## Task brief
Copy out all of the records below line for line, leaving out the pictures.

** Start of Listing **

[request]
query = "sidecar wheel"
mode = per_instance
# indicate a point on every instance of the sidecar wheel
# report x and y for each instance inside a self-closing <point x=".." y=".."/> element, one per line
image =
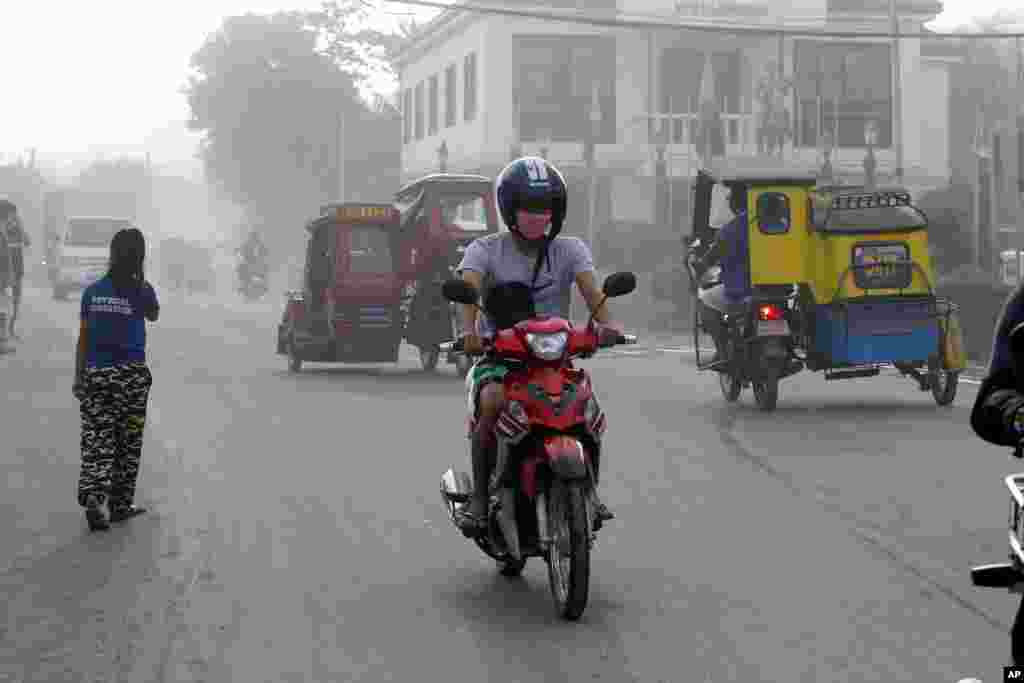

** End of Listing **

## Output of the exercise
[request]
query = "sidecar wheel"
mode = per_instance
# indicate a point on every instance of the sidecar wheel
# report x and y for each instance inside a self-closing <point x=".." y=".."/> element, one per line
image =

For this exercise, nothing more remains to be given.